Source text:
Content starts

More than 1400 of New Zealand’s border workers can look forward to less invasive testing for COVID-19, with an expansion of saliva testing at key frontline facilities, COVID-19 Response Minister Chris Hipkins says.
“This is an important next step in our mandatory testing of frontline border workers,” Chris Hipkins said.
“Saliva testing will complement the nasopharyngeal swab, which remains the gold standard for testing and which has played a key role in keeping New Zealand safe.
“Extensive due diligence has been completed and we are now satisfied that a combination of the two tests, along with frontline managed isolation workers being very close to being fully vaccinated, will continue to provide the assurances we need at the border while reducing the level of discomfort among frontline staff.
“What today’s announcement means is that workers who have to be tested for COVID-19 once a week because of their important roles, can now have saliva swabbing incorporated as part of that mandatory regime.

Content ends

Check your understanding:
A) Please transcribe the passage of the saliva testing announcement that opens with the words containing "More than 1400" and closes with "New Zealand safe.".
B) Pick up the saliva testing announcement after its last sentence and continue it.

Record set:
Content starts

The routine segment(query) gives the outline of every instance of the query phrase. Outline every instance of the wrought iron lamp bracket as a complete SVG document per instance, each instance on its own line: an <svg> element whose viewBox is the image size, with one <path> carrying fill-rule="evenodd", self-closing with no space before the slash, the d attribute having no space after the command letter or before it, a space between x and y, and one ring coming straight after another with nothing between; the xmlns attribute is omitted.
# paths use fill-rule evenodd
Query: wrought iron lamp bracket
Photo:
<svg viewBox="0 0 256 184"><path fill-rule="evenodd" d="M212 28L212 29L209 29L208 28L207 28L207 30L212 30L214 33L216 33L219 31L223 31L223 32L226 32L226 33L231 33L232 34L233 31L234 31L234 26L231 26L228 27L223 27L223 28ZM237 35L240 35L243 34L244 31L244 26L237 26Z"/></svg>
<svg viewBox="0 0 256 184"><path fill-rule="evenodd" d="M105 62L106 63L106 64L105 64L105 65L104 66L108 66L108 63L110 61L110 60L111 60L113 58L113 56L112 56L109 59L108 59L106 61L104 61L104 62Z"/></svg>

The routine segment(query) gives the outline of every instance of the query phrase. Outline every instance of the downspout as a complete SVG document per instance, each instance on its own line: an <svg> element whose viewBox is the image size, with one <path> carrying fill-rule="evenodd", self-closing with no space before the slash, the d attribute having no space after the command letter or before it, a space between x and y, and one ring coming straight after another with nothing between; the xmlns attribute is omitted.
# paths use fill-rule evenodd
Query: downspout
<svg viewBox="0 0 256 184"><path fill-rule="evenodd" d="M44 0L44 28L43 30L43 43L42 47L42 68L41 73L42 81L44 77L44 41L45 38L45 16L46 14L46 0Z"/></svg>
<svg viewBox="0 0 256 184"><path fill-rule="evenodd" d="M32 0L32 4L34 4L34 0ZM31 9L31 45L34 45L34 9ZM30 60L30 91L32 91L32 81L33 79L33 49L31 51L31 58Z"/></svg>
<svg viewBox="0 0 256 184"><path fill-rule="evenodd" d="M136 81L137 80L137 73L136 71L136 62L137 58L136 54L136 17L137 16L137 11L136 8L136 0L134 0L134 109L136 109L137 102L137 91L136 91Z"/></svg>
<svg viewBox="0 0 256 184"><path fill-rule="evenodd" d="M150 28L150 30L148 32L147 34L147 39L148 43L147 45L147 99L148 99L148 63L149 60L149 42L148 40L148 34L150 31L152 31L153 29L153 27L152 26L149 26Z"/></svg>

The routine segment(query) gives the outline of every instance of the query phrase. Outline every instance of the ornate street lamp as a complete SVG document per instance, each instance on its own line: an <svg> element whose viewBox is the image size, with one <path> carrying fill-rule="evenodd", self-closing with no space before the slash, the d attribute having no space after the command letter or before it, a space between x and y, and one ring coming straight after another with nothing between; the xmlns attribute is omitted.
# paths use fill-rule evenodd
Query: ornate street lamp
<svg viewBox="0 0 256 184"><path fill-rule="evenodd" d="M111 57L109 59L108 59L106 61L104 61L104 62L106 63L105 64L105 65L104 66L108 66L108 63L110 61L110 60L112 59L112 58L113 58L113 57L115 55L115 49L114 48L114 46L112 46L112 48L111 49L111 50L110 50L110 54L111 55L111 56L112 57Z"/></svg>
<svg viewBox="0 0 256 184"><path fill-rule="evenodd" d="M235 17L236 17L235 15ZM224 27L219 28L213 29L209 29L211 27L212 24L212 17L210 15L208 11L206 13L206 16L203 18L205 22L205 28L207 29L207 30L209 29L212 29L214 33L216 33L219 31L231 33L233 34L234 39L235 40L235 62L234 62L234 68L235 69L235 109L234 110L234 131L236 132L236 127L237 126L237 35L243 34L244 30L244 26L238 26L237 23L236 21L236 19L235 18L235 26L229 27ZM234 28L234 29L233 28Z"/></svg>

Content ends

Replies:
A)
More than 1400 of New Zealand’s border workers can look forward to less invasive testing for COVID-19, with an expansion of saliva testing at key frontline facilities, COVID-19 Response Minister Chris Hipkins says.
“This is an important next step in our mandatory testing of frontline border workers,” Chris Hipkins said.
“Saliva testing will complement the nasopharyngeal swab, which remains the gold standard for testing and which has played a key role in keeping New Zealand safe.

B)
“As part of a phased roll-out beginning in June, these workers can choose to be part of a regime of multiple saliva tests, and a single nasopharyngeal swab each fortnight.
“We’re satisfied we’re starting the introduction of saliva testing at the right time but will move with caution to ensure compliance with the Border Workforce Testing Register.
“Compliance with the regime will be monitored via the Register and following the roll-out to the weekly groups, we’ll assess how the saliva testing programme is progressing.
“Border workers do tell us about a level of discomfort when they have to have a nasopharyngeal swab once a week,” Chris Hipkins said.
“And, with the border workforce now being vaccinated, they feel more protected and less likely to get infected — but are also less likely to be symptomatic if they do.
“The addition of more frequent saliva testing is designed to address this. Expert advice is that will work well in detecting any cases in border workers when it’s carried out at an increased frequency and appropriately complemented by nasopharyngeal swabs.
“A phased roll-out will take place, with higher risk workers who are tested weekly, prioritised first.
“These workers can choose their testing regime to consist of a nasopharyngeal swab once every 14 days, instead of weekly. Saliva samples will be taken every two to three days in between nasopharyngeal swabs. This increased frequency will improve our surveillance.
“They also choose to maintain the weekly nasopharyngeal swab if they wish.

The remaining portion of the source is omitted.